Collected data:
•••

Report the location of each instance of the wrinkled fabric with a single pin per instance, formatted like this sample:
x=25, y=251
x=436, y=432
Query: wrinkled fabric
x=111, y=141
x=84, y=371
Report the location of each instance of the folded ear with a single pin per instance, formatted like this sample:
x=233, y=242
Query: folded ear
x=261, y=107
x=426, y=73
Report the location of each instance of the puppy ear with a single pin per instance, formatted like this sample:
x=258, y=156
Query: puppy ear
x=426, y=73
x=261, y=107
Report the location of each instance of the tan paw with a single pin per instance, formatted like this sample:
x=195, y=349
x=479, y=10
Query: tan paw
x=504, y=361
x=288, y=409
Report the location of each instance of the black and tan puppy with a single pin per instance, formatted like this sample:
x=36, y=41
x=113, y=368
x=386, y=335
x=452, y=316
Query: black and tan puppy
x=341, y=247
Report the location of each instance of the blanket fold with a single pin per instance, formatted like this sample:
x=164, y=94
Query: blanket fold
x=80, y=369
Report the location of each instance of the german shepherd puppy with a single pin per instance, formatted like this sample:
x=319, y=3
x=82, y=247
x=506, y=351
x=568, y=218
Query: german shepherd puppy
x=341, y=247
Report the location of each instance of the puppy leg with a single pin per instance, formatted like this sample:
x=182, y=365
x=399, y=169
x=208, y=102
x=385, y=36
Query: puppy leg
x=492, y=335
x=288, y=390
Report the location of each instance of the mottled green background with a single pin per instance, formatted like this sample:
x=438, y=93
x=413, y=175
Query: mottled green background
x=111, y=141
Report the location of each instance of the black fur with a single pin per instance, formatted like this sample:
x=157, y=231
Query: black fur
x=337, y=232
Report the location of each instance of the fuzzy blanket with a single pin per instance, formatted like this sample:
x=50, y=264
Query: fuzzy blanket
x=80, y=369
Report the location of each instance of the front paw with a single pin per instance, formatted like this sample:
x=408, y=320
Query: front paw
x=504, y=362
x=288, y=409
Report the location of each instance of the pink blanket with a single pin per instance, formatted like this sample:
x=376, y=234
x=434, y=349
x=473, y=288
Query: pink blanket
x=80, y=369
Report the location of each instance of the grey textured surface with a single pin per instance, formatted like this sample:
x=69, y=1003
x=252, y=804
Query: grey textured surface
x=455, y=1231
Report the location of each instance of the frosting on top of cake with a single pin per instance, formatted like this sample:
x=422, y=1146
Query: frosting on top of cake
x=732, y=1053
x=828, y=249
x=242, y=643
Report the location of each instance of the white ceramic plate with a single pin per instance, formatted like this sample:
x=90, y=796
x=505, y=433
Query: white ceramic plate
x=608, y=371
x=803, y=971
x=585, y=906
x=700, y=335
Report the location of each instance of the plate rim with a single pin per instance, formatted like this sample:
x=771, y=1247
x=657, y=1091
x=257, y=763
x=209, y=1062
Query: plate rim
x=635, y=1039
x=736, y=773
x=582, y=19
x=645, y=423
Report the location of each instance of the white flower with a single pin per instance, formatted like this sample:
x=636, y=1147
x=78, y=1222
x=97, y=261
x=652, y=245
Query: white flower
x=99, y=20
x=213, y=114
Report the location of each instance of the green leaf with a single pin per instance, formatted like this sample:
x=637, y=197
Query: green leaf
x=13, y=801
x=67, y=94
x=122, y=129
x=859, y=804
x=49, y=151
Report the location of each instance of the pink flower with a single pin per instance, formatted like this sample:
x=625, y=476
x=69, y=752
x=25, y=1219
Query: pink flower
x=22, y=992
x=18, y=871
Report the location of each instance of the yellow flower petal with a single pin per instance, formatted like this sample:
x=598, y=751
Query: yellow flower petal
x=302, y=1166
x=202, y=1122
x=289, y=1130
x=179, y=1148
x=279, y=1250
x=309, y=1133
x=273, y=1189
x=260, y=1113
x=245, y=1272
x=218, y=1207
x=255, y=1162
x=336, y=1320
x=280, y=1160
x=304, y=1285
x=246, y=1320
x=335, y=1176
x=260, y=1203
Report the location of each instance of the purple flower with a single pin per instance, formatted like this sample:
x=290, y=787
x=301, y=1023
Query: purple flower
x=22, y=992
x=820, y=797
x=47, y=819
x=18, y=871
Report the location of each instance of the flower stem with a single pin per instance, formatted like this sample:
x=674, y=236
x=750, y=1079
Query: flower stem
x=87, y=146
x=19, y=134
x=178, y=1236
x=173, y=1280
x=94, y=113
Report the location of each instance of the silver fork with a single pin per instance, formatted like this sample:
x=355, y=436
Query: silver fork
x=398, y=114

•••

Task to carry out:
Write out every item above again, line for line, with no changes.

Full output:
Report the location of each instance of the wrinkled fabric with a single pin per instance, formatted like this sample:
x=25, y=251
x=436, y=432
Query: wrinkled fabric
x=111, y=141
x=84, y=371
Report the location of each instance of the folded ear with a single pin per instance, formatted like this sample:
x=233, y=242
Query: folded ear
x=261, y=107
x=426, y=73
Report the location of each instance of the puppy ear with a single pin per instance, formatted like this sample:
x=258, y=156
Query: puppy ear
x=426, y=73
x=261, y=107
Report the location of each instance of the tan paw with a single pin per instance, formatted like this sample:
x=195, y=349
x=479, y=10
Query: tan paw
x=504, y=361
x=288, y=409
Report the location of each instance of the black and tan puppy with a single pin per instance, formatted like this sample:
x=36, y=41
x=113, y=368
x=386, y=335
x=452, y=316
Query: black and tan puppy
x=341, y=247
Report the location of each instance of the blanket fold with a single pin per instance, formatted like this sample:
x=164, y=94
Query: blanket fold
x=80, y=369
Report the location of each instance of the german shepherd puppy with a single pin per instance, formatted like this sample:
x=319, y=3
x=82, y=247
x=506, y=351
x=568, y=218
Query: german shepherd puppy
x=341, y=247
Report the location of each instance of the puppy leg with a single pin per instance, formatted like this sample:
x=182, y=365
x=399, y=169
x=208, y=102
x=385, y=36
Query: puppy leg
x=492, y=335
x=288, y=390
Report the location of each instance of the mottled green background with a single pin per instance, formatted like this sample:
x=438, y=93
x=413, y=175
Query: mottled green background
x=111, y=141
Report the location of each instance of the black fur with a single pin per instance, formatted like this sample:
x=157, y=231
Query: black fur
x=337, y=232
Report the location of each instance of the fuzzy blanket with a single pin per instance, formatted like this sample:
x=50, y=264
Query: fuzzy blanket
x=80, y=369
Report the location of each instance of the front paw with a single pin per instance, formatted like this sample:
x=408, y=320
Query: front paw
x=504, y=362
x=288, y=409
Report the location of each instance of the pink blanket with a single pin per instance, formatted like this sample:
x=376, y=234
x=434, y=349
x=473, y=288
Query: pink blanket
x=80, y=369
Report the location of each instance of the grey textured surface with a single pin per instance, formatted like this sample:
x=69, y=1003
x=252, y=804
Query: grey textured surface
x=455, y=1231
Report the location of each instance of the frosting on top of cake with a single pin per instance, formatted like this sample:
x=422, y=1146
Query: frosting on top of cake
x=732, y=1053
x=828, y=249
x=242, y=643
Report the location of each instance of the white ceramic plate with a single pin per instance, formatted like this sample:
x=90, y=796
x=505, y=433
Query: white ceramic plate
x=608, y=371
x=803, y=971
x=585, y=906
x=700, y=335
Report the location of each instance of the plate rim with a single pin per instance, formatted like this sample:
x=771, y=1247
x=657, y=1091
x=257, y=763
x=209, y=1062
Query: plate rim
x=635, y=1039
x=736, y=773
x=582, y=19
x=645, y=423
Report the location of each instance of the white flower with a single pin per instance, formatted like this sample:
x=636, y=1147
x=78, y=1222
x=97, y=261
x=652, y=245
Query: white flower
x=99, y=20
x=213, y=114
Report the location of each instance of the green leaf with a single pin per instance, formatted like this sample:
x=637, y=197
Query: green leaf
x=13, y=801
x=67, y=94
x=122, y=129
x=859, y=804
x=49, y=151
Report the location of each instance of the pink flower with a single pin per instance, formatted like this sample:
x=625, y=476
x=69, y=752
x=25, y=1219
Query: pink flower
x=22, y=992
x=18, y=871
Report the location of each instance of the yellow flower petal with a single pin per instance, formatted like this sample:
x=598, y=751
Query: yellow flower petal
x=302, y=1166
x=202, y=1122
x=289, y=1130
x=179, y=1148
x=279, y=1250
x=309, y=1133
x=273, y=1189
x=260, y=1113
x=245, y=1272
x=218, y=1207
x=255, y=1162
x=336, y=1320
x=280, y=1160
x=304, y=1285
x=246, y=1320
x=335, y=1176
x=260, y=1203
Report the location of each instance of the purple flower with a single pin per instance, formatted like this sample:
x=290, y=787
x=301, y=1023
Query: purple flower
x=22, y=992
x=820, y=797
x=47, y=819
x=18, y=871
Report the location of each instance of the flower stem with a single pin per instance, formatted like this sample:
x=674, y=236
x=750, y=1079
Query: flower stem
x=87, y=146
x=19, y=134
x=178, y=1236
x=173, y=1280
x=94, y=113
Report the location of each instance of the silver fork with a single pin per instance, formatted like this sample:
x=355, y=436
Query: silver fork
x=398, y=114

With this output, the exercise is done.